▸ THE TASKS:
• 1. Reproduce word for word the stretch of the boatbuilding passage from "Apart from building" through "along the way.".
• 2. Quote the stretch of the point placement entries from the line containing "on the floodlight" through the final line of those entries.

▸ SOURCE TEXT:
☆ ☆ ☆

Apart from building the boat itself, there are quite a few side projects to be done, either as separate items, or sub-assemblies for later fitting to the hull
The separate items are the centreboard and rudder assemblies which can be done in parallel. The rudder was interesting, as it incorporates a lead weight, aswell as quite a complicated stock assembly. I learnt a few more tricks along the way.
The centreboard is quite easy, consisting of two laminates, which are then faired fore and aft, and this is where the belt sander came in handy. The entire blade is then epoxied and glass sheathed. I used 20 gsm glass for this, on the basis that it would render everything stiff enough, while providing adequate protection when grounding.

☆ ☆ ☆

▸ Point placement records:

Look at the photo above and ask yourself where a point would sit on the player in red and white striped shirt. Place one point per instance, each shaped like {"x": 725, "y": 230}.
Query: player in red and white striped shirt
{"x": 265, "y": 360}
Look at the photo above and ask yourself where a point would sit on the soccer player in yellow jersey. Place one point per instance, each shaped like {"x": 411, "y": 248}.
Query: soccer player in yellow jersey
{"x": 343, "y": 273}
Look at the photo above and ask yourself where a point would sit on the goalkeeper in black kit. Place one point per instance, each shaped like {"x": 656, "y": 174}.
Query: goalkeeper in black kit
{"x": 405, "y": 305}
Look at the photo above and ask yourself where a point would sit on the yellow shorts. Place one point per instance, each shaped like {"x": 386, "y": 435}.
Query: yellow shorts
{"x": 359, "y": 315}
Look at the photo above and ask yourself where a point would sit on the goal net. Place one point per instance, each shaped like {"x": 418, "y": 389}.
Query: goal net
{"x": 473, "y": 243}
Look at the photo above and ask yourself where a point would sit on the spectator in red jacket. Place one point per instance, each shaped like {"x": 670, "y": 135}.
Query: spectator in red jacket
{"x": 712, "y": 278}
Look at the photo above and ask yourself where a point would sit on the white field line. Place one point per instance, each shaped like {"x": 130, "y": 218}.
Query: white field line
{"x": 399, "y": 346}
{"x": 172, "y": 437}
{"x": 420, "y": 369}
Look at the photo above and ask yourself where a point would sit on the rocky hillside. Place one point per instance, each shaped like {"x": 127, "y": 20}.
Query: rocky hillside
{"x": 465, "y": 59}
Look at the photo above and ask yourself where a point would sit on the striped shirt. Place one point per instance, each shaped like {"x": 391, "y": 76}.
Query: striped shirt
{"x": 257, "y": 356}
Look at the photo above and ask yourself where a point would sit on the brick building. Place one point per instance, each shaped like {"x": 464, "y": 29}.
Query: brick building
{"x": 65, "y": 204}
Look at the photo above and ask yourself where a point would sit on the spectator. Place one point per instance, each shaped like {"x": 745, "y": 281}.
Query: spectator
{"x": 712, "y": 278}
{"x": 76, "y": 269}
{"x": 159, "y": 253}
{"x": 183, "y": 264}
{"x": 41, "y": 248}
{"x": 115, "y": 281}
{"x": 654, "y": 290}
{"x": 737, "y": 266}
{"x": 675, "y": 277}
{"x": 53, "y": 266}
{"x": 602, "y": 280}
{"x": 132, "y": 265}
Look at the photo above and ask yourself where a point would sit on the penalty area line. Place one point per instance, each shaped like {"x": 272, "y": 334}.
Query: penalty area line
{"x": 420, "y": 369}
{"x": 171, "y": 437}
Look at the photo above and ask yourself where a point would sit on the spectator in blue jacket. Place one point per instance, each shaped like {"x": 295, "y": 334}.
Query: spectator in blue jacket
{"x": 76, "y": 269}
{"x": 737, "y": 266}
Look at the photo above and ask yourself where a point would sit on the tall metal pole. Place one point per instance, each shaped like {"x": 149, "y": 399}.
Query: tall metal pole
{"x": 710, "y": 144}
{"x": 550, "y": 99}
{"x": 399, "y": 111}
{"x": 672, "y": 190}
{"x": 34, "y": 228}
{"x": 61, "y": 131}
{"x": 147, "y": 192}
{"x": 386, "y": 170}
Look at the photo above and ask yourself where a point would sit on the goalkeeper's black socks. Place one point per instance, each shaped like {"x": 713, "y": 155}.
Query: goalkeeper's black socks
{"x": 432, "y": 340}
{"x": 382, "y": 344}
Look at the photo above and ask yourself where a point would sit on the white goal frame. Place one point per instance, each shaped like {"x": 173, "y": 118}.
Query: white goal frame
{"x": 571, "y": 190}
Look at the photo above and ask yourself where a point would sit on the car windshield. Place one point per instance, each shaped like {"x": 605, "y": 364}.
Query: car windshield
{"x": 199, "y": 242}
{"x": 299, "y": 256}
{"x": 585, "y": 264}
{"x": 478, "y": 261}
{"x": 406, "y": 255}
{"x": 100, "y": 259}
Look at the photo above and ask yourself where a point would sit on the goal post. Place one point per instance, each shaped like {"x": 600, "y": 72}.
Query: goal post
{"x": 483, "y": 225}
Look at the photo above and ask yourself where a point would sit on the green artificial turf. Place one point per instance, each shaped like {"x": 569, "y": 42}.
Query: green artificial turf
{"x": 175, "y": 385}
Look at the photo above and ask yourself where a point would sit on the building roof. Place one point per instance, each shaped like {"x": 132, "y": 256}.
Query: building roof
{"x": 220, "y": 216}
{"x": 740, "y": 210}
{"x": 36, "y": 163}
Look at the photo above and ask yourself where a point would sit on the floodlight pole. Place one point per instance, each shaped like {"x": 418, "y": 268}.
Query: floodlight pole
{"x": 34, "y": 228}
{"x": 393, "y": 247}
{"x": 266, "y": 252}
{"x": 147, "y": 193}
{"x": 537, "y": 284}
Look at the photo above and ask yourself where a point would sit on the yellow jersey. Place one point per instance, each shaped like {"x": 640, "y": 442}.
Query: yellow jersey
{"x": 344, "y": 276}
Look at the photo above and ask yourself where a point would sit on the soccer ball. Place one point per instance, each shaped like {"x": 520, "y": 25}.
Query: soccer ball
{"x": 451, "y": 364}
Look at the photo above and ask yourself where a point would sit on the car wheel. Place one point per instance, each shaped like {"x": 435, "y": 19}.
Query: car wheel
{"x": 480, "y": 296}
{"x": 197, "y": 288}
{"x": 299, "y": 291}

☆ ☆ ☆

▸ RESPONSES:
• 1.
Apart from building the boat itself, there are quite a few side projects to be done, either as separate items, or sub-assemblies for later fitting to the hull
The separate items are the centreboard and rudder assemblies which can be done in parallel. The rudder was interesting, as it incorporates a lead weight, aswell as quite a complicated stock assembly. I learnt a few more tricks along the way.

• 2.
Look at the photo above and ask yourself where a point would sit on the floodlight pole. Place one point per instance, each shaped like {"x": 418, "y": 268}.
Query: floodlight pole
{"x": 34, "y": 228}
{"x": 393, "y": 247}
{"x": 266, "y": 252}
{"x": 147, "y": 193}
{"x": 537, "y": 284}
Look at the photo above and ask yourself where a point would sit on the yellow jersey. Place one point per instance, each shaped like {"x": 640, "y": 442}.
Query: yellow jersey
{"x": 344, "y": 276}
Look at the photo above and ask yourself where a point would sit on the soccer ball. Place one point per instance, each shaped like {"x": 520, "y": 25}.
Query: soccer ball
{"x": 451, "y": 364}
Look at the photo above and ask yourself where a point would sit on the car wheel. Place one point per instance, each shaped like {"x": 435, "y": 19}.
Query: car wheel
{"x": 480, "y": 296}
{"x": 197, "y": 288}
{"x": 299, "y": 291}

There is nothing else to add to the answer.